= Given passage =
-.-.-

Injured Workers Pharmacy: News

Pain Management White Paper

Written by Ian Kea | Oct 11, 2022 2:00:00 PM

IWP’s newest whitepaper explores the growing sphere of pharmacological and non-pharmacological options for managing pain in workers’ compensation. As treatment opportunities continue to expand for injured workers, a comprehensive approach to pain management is now becoming the norm. Topical agents such as creams, gels, and patches accompanied by non-pharmacological options, including physical therapies, are now mainstream in workers’ compensation. On the other hand, opioid utilization continues to decline significantly across most states as non-opioid alternatives take hold. While opioid limitations amongst the general populace are encouraged, specific patient populations, such as those with chronic or intractable pain, believe that access to such treatment is needed here and now to ensure unnecessary suffering does not occur. Medical experts and pain management advocates indicate that those with chronic or intractable pain are adversely impacted by one size fits all opioid restrictions, hoping exceptions can be added to the regulatory landscape. With new treatment options making their way through the pipeline, clinical stakeholders advocate for a balanced approach to treatment and to better cater to specialized patient populations and their unique needs who may have previously been overlooked.

Injured workers face varying degrees of difficulty in their recovery journey as they navigate the workers’ compensation system. While most workers hurt on the job optimally recover, there remain those who must confront pain that lingers for months, if not years. It is estimated that one in six American adults faces chronic pain in their daily lives.

 

Progressive strides in pain management have provided injured workers with numerous treatment choices to best handle their pain. Pharmacological options such as topicals (creams, gels, ointments) accompanied by non-pharmacological treatments such as physical therapy have created new standards in care for injured workers, emphasizing a comprehensive multi-disciplined approach to finding success in recovery.

 

However, for injured workers here and now facing chronic pain, current options may not provide sufficient relief, and such individuals back from engaging in everyday life. To meet the definition of chronic pain, most clinicians view such condition as lasting at least three months to indefinitely, creating a broad spectrum for managing the pain of injured workers. Within this spectrum, on the high end is intractable pain. Those experiencing intractable pain face higher severities of chronic pain and usually find mainstream treatment routes ineffective in mitigating their pain. To perform everyday tasks and find normalcy in daily routines, some intractable and high-level chronic pain patients have found success with opioid treatment.

-.-.-

= Supplied material =

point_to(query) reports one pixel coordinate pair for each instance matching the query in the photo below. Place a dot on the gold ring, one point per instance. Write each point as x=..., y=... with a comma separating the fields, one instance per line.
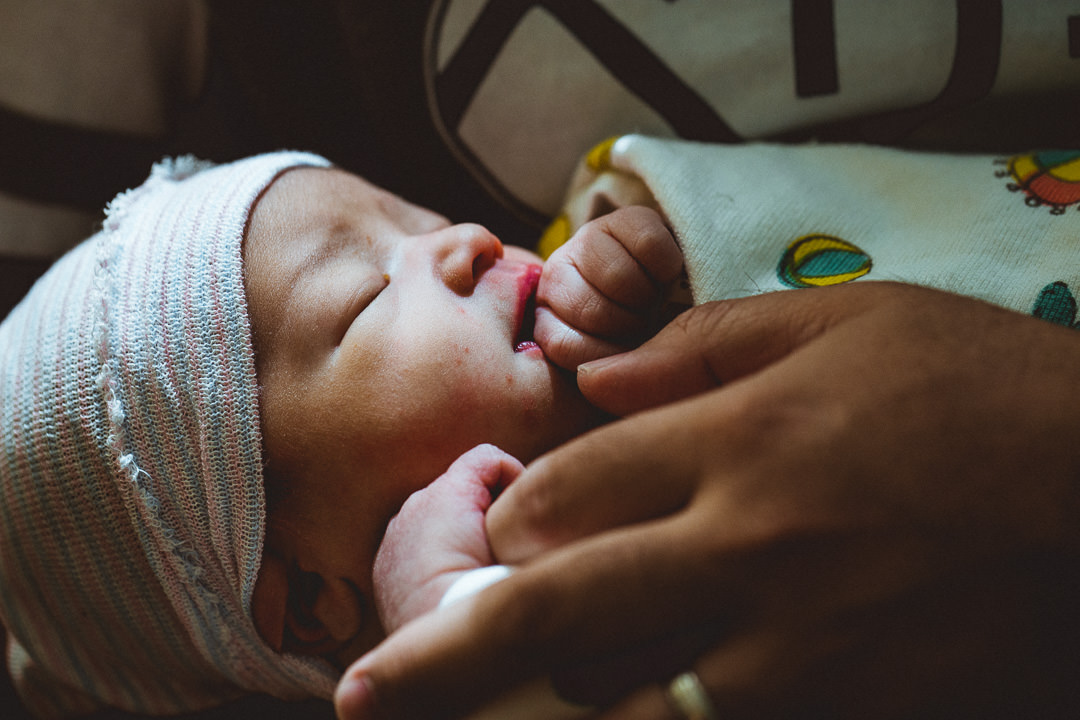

-.-.-

= Complete the following =
a – In the pain management post, turn the paragraph beginning "Progressive strides in pain management" into a short bulleted list that keeps its main facts.
b – Resume the pain management post after its last sentence.

= Task answers =
a –
- Advances in pain management have given injured workers many treatment choices.
- Pharmacological options include topicals such as creams, gels, and ointments.
- Non-pharmacological options include physical therapy.
- Together, these have set new standards of care for injured workers, stressing a comprehensive, multi-disciplined approach to recovery.

b –
 

In 2016 federal authorities at the Center for Disease Control (CDC) issued guidelines on opioid utilization for practitioners. Within the guidelines were calls for rapid tapering and a swift shift away from opioids to treat pain due to its potential for abuse. For the general population, these guidelines helped to ensure opioids would not fall into the wrong hands. Unfortunately, despite good faith efforts, the CDC guidelines consequently created a barrier to care for thousands of chronic and intractable pain patients. Suggested policies intended to help practitioners with patient decisions were misinterpreted as firm rules, leading many patients with chronic pain left to needlessly suffer. Although the CDC stated in 2019 that the guidelines were misapplied, 2016 guidance had, by that time, already created a stigma around opioid access, even for those suffering from excruciating pain levels.

 

Some states are taking action to address this gap in treatment by adding intractable pain as an exception to their respective state’s opioid protocols, increasing access for such patient populations. After witnessing particular pain populations struggle to access treatment, medical institutions such as the Mayo Clinic and even the US Health and Human Services Agency (HHS) have called for an equilibrium of sorts going forward with opioid prescribing. This balance on prescribing would continue strict limitations on opioid medication amongst the general public while reserving exceptions and pathways for chronic and intractable pain patients to attain the prescriptive regiment they require to handle their pain and improve quality of life standards.